[Start of TEXT EXTRACT]

Proxmox VE management GUI doing a fair amount of writing to disk

isus · May 19, 2021

We have been testing PVE on a couple of servers for a couple of weeks now. It's a great product. Nevertheless, there is something that has been greatly puzzling us.

The two servers exhibit exactly the same behavior. Specs of both servers: Epyc 7702P, 256GB, three mirrored SAS SSDs (ZFS mirror created by the Proxmox installer itself), Proxmox VE 6.4-1. The two servers are being tested independently from each other (no clustering, that is). The installation and configuration are completely standard in both cases, except for two things:

1- We disabled pve-ha-crm, pve-ha-lrm, pvesr and corosync.
2- We disabled RRDcached journaling, and increased WRITE_TIMEOUT and FLUSH_TIMEOUT.

If all VMs and containers are stopped, and there is no network traffic whatsoever to and from any of the interfaces (other than management related), and we are not connected to the management GUI (https://a.b.c.d:8006), either server writes about 10MB/hour (ten megabytes per hour) to disk. Mostly logs, we assume. Pretty reasonable.

However, under exactly the same conditions, as soon as we connect (open a browser session) to the management port and do nothing other than stare at the browser window, either server starts writing puzzling amounts of unknown (to us) data to disk at a rate of about 400MB/hour (400 megabytes per hour). The instant we disconnect (close the browser session) from port 8006, both servers revert to their previous behavior and start writing only about 10MB/hour. That's a more than considerable difference.

We have used all sorts of unix tools to try to find out what is going on, but to no avail at all. What could be causing the servers to write 40 times as much data to disk as soon as a connection to management port 8006 is established, even though the servers are doing nothing but chug along at the most minimal of states? Can that behavior be modified?

Thanks.

fabian · May 20, 2021

the only thing an open GUI session does is poll certain status API endpoints, which leads to additional logging (API access log mostly). you haven't described where you get your I/O measurements from, so it's a bit hard to tell whether anything else is going on (like write amplification).

~100kb/s is not that much though (and most likely dwarfed by whatever your guests will be doing), my mostly idle workstation averages around 650 as measured by iostat on the block device

isus · May 20, 2021

Thanks for your response, Fabian.

We got our data the same way as you, via iostat. We did many runs on two different servers and, invariably, got the same results. In fact, all the writing happens at exactly 5 second intervals, which is rather strange to us. If it were just regular logging, one would expect the data to be written spontaneously, not at exactly every 5 seconds. All that periodic writing smells of something other than mere logging to us.

[End of TEXT EXTRACT]
[Start of ENTRIES PROVIDED]

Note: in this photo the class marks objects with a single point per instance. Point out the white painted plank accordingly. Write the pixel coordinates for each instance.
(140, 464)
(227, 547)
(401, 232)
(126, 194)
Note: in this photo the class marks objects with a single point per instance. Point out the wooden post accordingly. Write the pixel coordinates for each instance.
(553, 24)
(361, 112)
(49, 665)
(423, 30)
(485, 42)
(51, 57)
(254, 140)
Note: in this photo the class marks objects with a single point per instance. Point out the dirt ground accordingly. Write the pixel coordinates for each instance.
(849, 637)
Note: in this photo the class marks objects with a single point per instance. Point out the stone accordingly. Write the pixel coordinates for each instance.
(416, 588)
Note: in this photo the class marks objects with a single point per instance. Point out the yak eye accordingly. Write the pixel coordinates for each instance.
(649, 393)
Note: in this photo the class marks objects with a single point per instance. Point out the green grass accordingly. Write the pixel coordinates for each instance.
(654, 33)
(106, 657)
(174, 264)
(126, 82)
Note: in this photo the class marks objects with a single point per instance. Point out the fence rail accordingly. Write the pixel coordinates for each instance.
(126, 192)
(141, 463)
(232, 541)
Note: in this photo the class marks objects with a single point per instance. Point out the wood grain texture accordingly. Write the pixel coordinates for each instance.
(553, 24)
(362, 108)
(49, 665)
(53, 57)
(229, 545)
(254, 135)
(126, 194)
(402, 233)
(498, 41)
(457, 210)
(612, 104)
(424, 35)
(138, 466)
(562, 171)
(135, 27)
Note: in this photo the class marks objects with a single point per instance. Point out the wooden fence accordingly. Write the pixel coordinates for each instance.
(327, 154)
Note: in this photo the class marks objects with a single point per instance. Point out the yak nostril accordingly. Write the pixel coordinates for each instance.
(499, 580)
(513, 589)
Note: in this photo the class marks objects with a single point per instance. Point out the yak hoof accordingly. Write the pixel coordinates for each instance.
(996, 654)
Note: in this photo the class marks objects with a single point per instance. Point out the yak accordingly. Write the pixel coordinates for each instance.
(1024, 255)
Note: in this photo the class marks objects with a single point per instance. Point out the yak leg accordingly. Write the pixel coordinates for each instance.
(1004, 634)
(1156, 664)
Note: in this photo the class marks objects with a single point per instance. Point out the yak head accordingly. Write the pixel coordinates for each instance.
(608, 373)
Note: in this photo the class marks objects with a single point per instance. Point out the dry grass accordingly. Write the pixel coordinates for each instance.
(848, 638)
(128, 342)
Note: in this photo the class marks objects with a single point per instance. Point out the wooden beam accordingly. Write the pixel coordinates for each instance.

[End of ENTRIES PROVIDED]

> _TASK GOAL_: Continue the forum thread about Proxmox VE disk writes from its last post onward.

> _EXERCISE OUTPUT_:
The thing is that 400 MB/hour (9.6 GB per day) is indeed a lot for, apparently, doing nothing too useful, given that the servers are doing nothing at all (other than keeping a connection to port 8006 open) while writing all that data. It really is puzzling to us what PVE might be doing that requires all the writing just because one starts (and keeps open) a management session to port 8006. It is also strange that all the writing stops the very moment we close the connection to port 8006 (by simply closing the browser window). What is all the information that must be written to disk only while one is connected to port 8006? As I mentioned in my previous post, if one is not connected to the management GUI, the writing shrinks to a mere, reasonable, and very healthy 10MB/hour (240MB per day).

The thing is that the kind of solid state drives we use (high-end enterprise) cost a pretty penny per GB. Every byte written counts. We always keep all the writing to a strict minimum in all of our servers, a practice that has given us excellent results over several decades of experience looking after very many and sundry servers. Even hard drives will live longer the less you write onto them, that is why they are always rated for a specific yearly cycle (at least the good ones). We learned that the hard way many years ago.

fabian · May 20, 2021

isus said:
Thanks for your response, Fabian.

We got our data the same way as you, via iostat. We did many runs on two different servers and, invariably, got the same results. In fact, all the writing happens at exactly 5 second intervals, which is rather strange to us. If it were just regular logging, one would expect the data to be written spontaneously, not at exactly every 5 seconds. All that periodic writing smells of something other than mere logging to us.

that's probably just ZFS syncing out the async writes (the default maximum time for a ZFS transaction group is exactly 5 seconds). it is possible to adjust this (at the risk of losing more of that not-yet-written-out data in case of a crash/power loss/..).

isus said:
The thing is that 400 MB/hour (9.6 GB per day) is indeed a lot for, apparently, doing nothing too useful, given that the servers are doing nothing at all (other than keeping a connection to port 8006 open) while writing all that data. It really is puzzling to us what PVE might be doing that requires all the writing just because one starts (and keeps open) a management session to port 8006. It is also strange that all the writing stops the very moment we close the connection to port 8006 (by simply closing the browser window). What is all the information that must be written to disk only while one is connected to port 8006? As I mentioned in my previous post, if one is not connected to the management GUI, the writing shrinks to a mere, reasonable, and very healthy 10MB/hour (240MB per day).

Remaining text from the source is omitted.